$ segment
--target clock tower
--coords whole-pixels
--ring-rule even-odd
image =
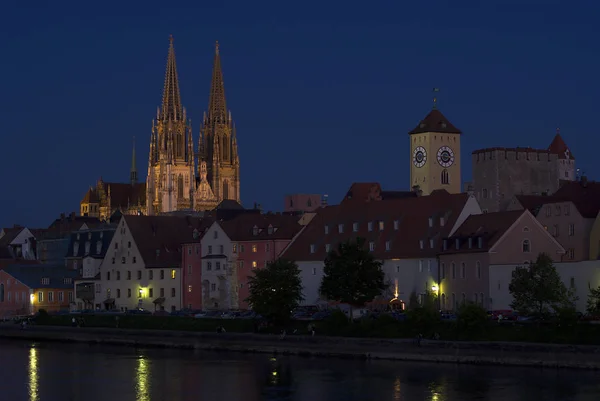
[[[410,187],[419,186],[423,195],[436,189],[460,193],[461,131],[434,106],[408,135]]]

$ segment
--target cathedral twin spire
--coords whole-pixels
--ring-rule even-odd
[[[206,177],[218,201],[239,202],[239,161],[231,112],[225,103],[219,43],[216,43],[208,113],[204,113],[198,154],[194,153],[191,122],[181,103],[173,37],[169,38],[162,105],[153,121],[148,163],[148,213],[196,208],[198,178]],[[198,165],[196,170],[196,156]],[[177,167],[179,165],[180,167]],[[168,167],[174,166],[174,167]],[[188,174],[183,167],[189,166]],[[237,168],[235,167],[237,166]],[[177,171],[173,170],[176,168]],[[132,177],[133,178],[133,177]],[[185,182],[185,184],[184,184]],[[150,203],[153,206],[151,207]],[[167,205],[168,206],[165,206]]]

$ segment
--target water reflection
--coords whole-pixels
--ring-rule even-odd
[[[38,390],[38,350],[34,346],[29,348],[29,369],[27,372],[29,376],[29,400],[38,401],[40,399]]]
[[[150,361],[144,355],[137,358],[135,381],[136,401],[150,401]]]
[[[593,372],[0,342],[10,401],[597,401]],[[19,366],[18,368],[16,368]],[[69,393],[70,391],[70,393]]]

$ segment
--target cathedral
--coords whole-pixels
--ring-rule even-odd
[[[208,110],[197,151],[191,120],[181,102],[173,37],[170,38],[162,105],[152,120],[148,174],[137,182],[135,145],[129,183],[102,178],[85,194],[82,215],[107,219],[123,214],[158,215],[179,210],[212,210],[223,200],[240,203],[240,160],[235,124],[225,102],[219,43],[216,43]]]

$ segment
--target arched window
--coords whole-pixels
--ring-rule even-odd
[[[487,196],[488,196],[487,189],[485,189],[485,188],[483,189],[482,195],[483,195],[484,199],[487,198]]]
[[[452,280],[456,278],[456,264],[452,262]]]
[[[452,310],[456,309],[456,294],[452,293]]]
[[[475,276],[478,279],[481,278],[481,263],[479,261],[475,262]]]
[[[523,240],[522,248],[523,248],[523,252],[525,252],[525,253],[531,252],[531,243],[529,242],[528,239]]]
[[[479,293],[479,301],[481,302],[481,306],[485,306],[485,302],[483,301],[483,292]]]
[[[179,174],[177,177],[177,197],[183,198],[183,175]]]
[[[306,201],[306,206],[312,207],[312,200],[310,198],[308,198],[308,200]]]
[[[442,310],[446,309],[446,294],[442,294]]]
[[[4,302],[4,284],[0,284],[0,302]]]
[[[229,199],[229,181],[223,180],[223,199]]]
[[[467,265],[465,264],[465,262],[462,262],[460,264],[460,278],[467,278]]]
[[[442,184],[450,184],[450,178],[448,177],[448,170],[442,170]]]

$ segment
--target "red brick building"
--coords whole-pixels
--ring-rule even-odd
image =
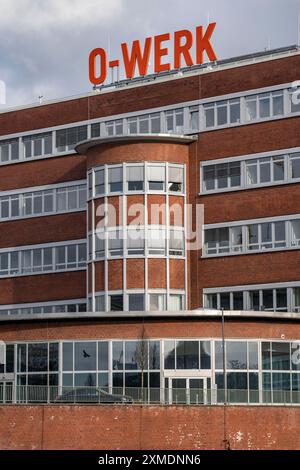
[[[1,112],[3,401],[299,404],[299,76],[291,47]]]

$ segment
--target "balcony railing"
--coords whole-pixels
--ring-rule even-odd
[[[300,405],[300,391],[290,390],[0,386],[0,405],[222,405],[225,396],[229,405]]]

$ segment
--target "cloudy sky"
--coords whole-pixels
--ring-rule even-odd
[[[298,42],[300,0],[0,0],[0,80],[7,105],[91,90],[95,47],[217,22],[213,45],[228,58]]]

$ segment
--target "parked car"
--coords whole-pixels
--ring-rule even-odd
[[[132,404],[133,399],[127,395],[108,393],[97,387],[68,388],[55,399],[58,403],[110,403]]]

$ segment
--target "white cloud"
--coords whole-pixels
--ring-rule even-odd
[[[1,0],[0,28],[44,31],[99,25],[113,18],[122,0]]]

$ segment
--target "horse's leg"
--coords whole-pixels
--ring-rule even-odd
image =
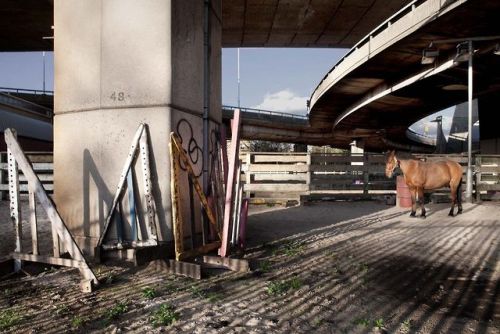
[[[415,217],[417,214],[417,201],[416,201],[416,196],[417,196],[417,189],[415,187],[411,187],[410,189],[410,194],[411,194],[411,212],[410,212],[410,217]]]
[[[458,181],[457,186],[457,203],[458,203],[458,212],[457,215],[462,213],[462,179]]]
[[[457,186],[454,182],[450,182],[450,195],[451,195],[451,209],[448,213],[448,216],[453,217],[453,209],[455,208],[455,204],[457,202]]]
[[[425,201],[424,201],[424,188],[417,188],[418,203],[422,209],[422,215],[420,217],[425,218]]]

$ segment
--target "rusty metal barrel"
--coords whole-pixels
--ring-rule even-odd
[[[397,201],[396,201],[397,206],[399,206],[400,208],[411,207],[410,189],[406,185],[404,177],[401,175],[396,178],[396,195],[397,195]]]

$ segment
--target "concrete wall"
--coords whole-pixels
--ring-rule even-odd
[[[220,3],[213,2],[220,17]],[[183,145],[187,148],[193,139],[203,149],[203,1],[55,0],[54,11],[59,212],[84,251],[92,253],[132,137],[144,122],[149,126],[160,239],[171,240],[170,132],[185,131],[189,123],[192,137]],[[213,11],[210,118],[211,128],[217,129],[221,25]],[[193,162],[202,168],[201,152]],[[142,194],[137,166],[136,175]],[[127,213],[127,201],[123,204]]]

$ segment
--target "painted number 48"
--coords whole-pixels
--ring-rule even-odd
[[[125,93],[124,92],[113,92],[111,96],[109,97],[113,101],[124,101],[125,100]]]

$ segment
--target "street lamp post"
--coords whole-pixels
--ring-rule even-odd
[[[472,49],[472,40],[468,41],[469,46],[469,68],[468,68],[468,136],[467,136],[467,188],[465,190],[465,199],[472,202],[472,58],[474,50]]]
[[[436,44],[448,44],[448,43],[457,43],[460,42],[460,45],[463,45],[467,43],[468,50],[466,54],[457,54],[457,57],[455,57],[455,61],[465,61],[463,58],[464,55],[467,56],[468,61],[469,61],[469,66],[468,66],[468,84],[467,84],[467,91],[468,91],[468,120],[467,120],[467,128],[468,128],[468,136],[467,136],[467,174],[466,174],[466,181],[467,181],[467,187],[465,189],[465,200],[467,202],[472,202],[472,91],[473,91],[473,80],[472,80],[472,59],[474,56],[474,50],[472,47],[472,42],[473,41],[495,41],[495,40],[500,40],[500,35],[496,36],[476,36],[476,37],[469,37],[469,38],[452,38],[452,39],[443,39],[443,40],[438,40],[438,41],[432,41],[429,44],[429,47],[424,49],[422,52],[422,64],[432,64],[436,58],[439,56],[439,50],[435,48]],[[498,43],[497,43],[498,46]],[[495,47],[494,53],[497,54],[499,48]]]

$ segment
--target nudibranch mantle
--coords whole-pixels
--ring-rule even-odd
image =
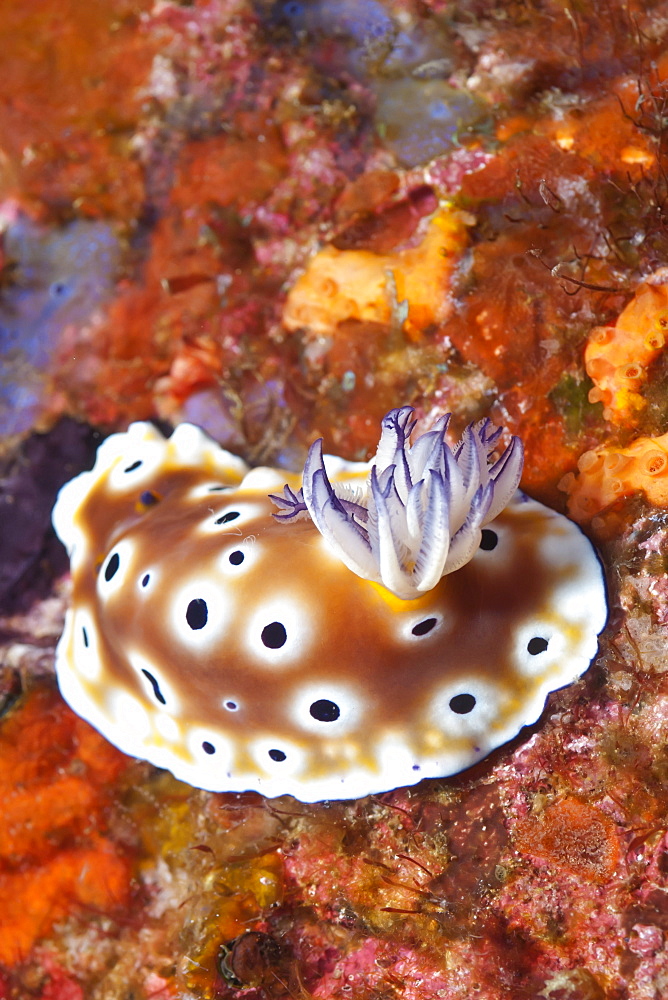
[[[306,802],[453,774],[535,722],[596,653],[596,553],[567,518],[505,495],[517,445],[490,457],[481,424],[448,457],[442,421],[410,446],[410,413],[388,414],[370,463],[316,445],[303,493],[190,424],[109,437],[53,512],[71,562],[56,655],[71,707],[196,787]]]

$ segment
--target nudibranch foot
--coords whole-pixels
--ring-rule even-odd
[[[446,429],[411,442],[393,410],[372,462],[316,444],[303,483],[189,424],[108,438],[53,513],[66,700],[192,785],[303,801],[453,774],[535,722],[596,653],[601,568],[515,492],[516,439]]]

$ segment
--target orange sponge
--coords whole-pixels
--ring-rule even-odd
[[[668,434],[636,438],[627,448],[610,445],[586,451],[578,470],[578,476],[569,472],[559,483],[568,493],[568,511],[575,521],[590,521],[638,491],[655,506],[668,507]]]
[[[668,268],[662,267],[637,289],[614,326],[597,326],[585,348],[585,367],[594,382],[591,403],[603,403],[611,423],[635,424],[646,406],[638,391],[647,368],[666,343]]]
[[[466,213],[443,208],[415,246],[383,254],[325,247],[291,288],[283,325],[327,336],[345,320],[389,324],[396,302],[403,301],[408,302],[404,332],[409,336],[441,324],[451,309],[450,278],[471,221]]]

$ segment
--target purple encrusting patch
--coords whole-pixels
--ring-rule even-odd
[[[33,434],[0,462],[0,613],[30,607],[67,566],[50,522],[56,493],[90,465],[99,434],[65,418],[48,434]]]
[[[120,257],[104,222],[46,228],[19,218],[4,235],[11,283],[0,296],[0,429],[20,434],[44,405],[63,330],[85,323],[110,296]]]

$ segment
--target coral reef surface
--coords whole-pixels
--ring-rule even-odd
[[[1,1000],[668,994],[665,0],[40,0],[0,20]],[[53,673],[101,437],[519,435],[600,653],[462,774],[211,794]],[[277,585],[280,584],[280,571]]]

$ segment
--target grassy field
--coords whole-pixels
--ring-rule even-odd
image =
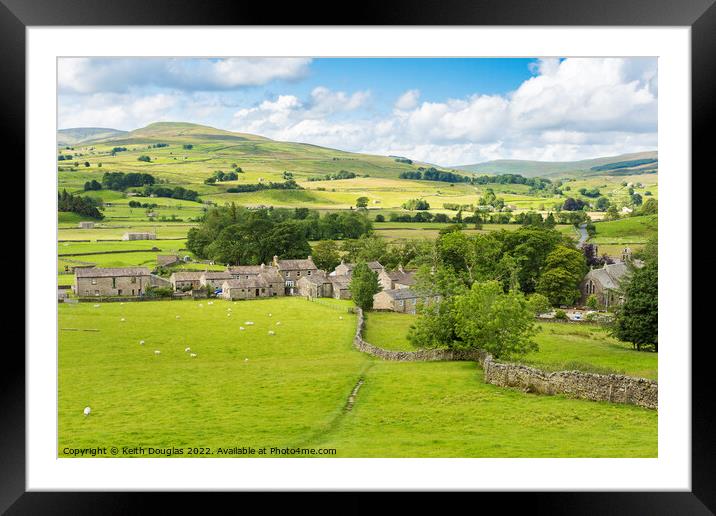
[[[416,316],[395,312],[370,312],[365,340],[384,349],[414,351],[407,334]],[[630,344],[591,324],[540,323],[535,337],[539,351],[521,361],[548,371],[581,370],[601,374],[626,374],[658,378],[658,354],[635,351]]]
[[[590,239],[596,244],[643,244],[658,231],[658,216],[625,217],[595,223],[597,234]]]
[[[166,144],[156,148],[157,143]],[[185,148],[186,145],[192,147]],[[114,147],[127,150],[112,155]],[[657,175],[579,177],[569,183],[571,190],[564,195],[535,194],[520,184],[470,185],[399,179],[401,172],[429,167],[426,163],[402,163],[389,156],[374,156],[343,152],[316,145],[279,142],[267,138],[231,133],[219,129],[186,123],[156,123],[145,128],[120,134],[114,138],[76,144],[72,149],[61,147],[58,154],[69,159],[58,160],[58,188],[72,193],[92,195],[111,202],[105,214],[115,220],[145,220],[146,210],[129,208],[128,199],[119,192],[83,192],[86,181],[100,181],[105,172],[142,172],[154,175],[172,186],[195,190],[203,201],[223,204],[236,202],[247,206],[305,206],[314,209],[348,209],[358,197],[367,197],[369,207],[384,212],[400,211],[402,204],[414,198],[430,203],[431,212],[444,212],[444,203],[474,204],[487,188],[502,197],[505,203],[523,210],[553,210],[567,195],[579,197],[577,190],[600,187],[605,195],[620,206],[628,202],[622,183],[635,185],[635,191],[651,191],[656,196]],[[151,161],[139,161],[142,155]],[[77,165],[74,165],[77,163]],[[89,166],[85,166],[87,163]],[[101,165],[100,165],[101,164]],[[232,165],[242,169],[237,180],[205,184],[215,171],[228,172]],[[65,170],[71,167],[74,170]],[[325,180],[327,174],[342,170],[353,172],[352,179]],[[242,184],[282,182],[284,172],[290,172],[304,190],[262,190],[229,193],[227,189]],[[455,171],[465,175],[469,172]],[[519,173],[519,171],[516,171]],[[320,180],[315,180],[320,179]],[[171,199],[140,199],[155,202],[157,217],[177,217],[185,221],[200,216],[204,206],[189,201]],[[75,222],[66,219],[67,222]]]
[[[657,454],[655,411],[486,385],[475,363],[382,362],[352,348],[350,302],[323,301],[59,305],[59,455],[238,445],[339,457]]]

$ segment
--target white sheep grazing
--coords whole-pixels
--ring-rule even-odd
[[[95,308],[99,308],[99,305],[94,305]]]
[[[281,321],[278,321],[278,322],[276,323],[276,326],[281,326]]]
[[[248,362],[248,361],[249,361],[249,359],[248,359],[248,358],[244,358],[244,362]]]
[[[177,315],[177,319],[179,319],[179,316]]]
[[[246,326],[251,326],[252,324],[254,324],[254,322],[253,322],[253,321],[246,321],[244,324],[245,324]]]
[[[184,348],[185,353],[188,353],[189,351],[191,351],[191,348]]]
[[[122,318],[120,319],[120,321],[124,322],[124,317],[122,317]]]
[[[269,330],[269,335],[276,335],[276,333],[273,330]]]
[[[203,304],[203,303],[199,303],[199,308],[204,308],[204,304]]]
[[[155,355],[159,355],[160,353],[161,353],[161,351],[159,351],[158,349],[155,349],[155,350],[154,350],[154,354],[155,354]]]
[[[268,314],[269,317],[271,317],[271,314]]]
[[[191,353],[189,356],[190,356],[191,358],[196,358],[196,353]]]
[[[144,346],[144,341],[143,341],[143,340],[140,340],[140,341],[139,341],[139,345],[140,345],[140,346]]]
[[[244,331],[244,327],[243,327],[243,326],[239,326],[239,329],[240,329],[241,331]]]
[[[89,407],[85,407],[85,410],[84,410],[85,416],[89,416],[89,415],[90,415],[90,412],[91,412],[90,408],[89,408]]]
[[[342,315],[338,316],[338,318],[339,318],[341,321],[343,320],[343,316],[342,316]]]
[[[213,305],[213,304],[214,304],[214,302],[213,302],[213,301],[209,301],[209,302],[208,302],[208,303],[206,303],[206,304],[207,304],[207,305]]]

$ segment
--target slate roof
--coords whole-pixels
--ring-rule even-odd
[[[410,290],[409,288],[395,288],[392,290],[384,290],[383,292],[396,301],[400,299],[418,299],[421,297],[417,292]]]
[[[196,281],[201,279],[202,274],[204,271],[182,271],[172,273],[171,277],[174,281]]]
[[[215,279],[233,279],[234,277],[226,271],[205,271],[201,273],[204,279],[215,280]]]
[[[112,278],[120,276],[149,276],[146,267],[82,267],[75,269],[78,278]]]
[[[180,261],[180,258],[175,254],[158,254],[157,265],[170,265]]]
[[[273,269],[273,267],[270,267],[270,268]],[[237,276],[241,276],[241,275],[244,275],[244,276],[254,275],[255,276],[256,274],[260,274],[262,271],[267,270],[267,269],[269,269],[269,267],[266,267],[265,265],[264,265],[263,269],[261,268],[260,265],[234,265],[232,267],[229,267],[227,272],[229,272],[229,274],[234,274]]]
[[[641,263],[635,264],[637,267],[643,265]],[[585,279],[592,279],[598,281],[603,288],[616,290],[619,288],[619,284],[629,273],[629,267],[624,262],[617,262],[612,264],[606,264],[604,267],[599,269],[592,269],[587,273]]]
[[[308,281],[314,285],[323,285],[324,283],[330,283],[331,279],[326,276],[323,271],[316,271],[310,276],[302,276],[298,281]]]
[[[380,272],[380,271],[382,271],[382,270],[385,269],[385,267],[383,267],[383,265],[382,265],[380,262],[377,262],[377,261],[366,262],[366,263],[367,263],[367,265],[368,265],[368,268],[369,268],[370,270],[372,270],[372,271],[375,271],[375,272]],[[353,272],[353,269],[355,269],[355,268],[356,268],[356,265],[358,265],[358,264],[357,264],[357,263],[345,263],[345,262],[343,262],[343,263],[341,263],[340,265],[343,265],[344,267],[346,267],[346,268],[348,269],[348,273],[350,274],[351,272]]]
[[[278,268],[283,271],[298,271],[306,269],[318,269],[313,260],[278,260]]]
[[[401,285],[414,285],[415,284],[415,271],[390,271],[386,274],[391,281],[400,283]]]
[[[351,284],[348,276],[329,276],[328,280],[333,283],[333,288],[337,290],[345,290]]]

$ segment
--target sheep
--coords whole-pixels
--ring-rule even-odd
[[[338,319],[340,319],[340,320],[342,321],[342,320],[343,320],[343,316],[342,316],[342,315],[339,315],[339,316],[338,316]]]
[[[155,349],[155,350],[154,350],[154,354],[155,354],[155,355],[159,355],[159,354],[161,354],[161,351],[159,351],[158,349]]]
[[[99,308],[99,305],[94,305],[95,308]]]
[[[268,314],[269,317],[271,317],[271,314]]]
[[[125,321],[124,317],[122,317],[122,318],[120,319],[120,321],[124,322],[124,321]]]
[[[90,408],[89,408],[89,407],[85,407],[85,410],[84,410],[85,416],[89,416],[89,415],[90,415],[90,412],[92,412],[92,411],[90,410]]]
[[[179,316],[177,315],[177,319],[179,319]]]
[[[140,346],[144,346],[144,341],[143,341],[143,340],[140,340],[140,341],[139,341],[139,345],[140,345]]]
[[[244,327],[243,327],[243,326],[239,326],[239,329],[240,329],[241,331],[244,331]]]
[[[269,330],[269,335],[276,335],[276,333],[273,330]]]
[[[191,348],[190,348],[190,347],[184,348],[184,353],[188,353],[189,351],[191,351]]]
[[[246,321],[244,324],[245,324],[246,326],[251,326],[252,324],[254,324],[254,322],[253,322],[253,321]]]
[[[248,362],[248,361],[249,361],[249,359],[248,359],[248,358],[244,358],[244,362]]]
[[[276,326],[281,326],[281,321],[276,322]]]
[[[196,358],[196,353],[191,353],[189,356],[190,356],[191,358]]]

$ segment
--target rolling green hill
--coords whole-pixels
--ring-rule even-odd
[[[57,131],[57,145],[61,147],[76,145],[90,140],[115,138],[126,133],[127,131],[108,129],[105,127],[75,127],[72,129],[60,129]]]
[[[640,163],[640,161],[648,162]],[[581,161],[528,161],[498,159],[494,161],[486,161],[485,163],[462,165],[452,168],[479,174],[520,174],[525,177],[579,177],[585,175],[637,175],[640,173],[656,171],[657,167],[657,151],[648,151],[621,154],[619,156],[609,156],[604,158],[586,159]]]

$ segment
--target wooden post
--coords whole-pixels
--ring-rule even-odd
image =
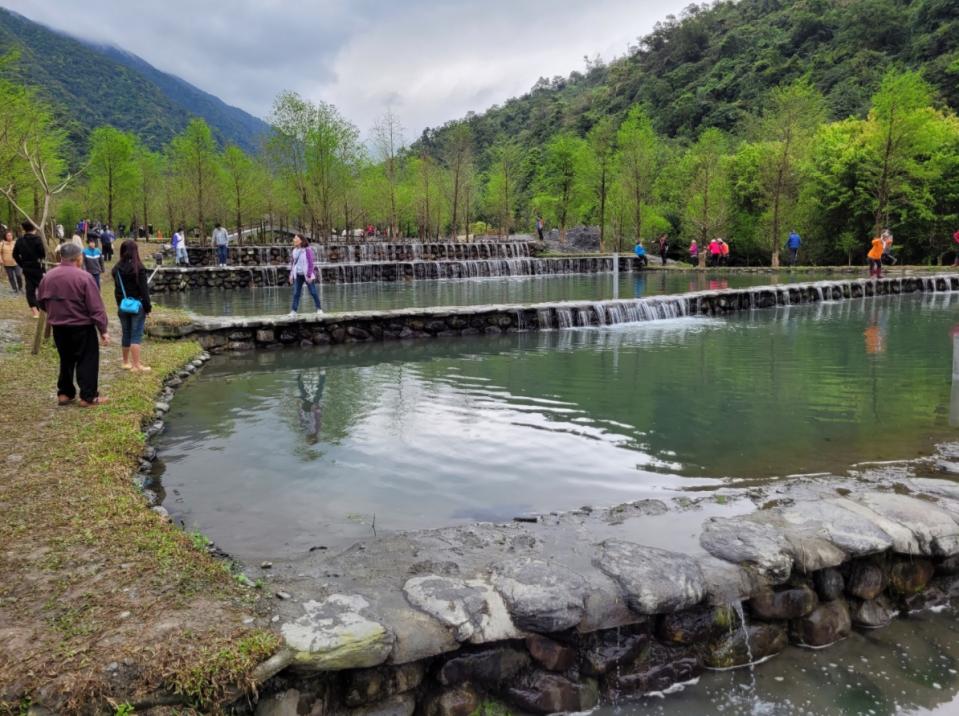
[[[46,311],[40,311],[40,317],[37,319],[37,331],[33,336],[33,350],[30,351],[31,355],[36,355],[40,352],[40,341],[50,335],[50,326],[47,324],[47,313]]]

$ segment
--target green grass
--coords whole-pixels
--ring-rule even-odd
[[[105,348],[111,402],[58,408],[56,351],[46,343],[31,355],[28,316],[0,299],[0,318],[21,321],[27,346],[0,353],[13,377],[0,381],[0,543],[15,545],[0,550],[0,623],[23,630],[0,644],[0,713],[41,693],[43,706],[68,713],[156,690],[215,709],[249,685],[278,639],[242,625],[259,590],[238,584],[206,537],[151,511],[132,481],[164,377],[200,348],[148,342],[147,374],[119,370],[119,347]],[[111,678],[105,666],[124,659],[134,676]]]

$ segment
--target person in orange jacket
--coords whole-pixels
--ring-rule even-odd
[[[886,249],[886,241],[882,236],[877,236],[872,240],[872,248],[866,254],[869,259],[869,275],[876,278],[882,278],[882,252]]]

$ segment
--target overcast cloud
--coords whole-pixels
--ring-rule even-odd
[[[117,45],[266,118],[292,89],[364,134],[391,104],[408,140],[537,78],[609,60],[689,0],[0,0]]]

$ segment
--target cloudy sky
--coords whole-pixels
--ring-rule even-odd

----

Assignment
In the listing, find all lines with the string "nudibranch" and copy them.

Result below
--target nudibranch mantle
--target nudibranch foot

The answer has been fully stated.